### Written exercise
Arrange every line of the rows below as a Markdown table with the columns No. and Line, numbering the lines in order and omitting blank ones.

### Provided records
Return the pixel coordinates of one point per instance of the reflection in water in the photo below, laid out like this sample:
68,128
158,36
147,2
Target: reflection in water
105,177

### Output of the task
| No. | Line |
|---|---|
| 1 | Return the pixel coordinates of one point per instance of the reflection in water in the photo below, laid out like this sample: |
| 2 | 68,128 |
| 3 | 158,36 |
| 4 | 147,2 |
| 5 | Target: reflection in water |
| 6 | 105,177 |